本文抜粋:
☆ ☆ ☆ ☆
新潟県が誇る名山といえば、妙高山・火打山・焼山の「頸城(くびき)三山」がある。越後富士ともいわれる美しい山容に加え、山腹に広がるブナ林、湿原に花咲く高山植物、さらに山麓に点在する赤倉・関・燕といった良質な温泉群の存在ゆえ、古くからハイカーに愛されてきた。そんな妙高エリアで登山ガイド、およびスキーガイドとして活躍するのが中野豊和さんだ。
子どもの頃、ボーイスカウトの活動を通じてアウトドアに親しむようになり、高校卒業後はC・W・ニコルさんらが設立した専門学校の、国立公園レンジャー養成専門過程に進んだ中野さん。専門学校のフィールドワークが、妙高高原にほど近い長野県の黒姫高原で行われていたこともあり、このエリアにはもともと馴染みがあったとか。
☆ ☆ ☆ ☆
レコード一覧:
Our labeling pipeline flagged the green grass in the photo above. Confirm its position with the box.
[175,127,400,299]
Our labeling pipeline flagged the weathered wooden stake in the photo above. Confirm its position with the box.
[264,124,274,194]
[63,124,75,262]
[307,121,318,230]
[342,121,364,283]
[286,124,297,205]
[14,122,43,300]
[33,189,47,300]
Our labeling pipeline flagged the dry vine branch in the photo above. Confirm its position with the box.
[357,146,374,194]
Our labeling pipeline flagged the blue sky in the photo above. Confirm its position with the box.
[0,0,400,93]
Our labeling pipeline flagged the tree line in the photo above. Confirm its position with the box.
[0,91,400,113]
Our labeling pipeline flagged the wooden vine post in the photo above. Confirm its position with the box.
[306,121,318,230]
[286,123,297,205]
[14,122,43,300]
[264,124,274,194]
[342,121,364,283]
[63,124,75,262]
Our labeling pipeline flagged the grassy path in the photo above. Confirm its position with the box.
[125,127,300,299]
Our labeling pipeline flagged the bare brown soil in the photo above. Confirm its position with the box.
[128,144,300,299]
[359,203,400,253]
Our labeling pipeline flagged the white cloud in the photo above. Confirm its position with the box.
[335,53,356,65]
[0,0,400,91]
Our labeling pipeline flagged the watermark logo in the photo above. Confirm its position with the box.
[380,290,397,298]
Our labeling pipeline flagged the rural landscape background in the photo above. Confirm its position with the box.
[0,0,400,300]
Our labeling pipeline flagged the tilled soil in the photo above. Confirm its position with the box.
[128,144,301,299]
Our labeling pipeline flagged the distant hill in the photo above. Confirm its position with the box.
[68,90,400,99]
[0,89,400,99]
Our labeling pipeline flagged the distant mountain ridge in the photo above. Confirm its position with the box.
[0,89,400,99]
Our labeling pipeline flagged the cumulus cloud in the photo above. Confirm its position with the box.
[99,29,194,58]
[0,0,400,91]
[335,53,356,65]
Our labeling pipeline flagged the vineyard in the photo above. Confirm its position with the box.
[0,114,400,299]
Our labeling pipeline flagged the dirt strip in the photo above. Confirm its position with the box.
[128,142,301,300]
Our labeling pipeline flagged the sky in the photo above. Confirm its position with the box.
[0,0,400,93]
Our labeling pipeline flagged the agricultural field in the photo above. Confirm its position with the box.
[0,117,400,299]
☆ ☆ ☆ ☆
課題一覧:
a) 妙高の山と登山ガイドを扱った本文から、「子どもの頃、ボーイスカウトの」から「もともと馴染みがあったとか。」までを両端を含め、一字も変えずに抽出してください。
b) 妙高の登山ガイドを紹介する本文を、最後の文に続けて書き足してください。
レコードはこの作業では使用しない。

課題の解答:
a)
子どもの頃、ボーイスカウトの活動を通じてアウトドアに親しむようになり、高校卒業後はC・W・ニコルさんらが設立した専門学校の、国立公園レンジャー養成専門過程に進んだ中野さん。専門学校のフィールドワークが、妙高高原にほど近い長野県の黒姫高原で行われていたこともあり、このエリアにはもともと馴染みがあったとか。

b)
「このエリアを初めて訪れた時、直感的に『いいな』と感じました。いい山があって豪雪地帯で。それで卒業後、こちらに移住してきたんです」

世界でも有数の豪雪地帯である妙高高原は冬が長く、短い春〜秋の移り変わりがはっきりしている。11月末ごろから雪が降り始め、スノーシーズンは5月末まで続く。6月末ごろから徐々にグリーンシーズンが始まり、9月にはすっかり秋の装いに。11月にはまた冬支度が始まる、といった具合だ。
「夏は100名山である妙高山、火打山への登山者が年間2万人ほど訪れます。冬は、有名なゲレンデに加え、素晴らしいバックカントリーが広がる妙高高原へ、世界各地からスキーヤーが集まってくる。誰も知らない無名の山で、テレマークスキーでツーリングなんて楽しみ方も」

「いい山と豪雪」だけなら白馬エリアも候補にあがりそうだが、海へのアクセスのよさと、このあたりに特徴的な、なだらかな山々の連なりがポイント、と中野さん。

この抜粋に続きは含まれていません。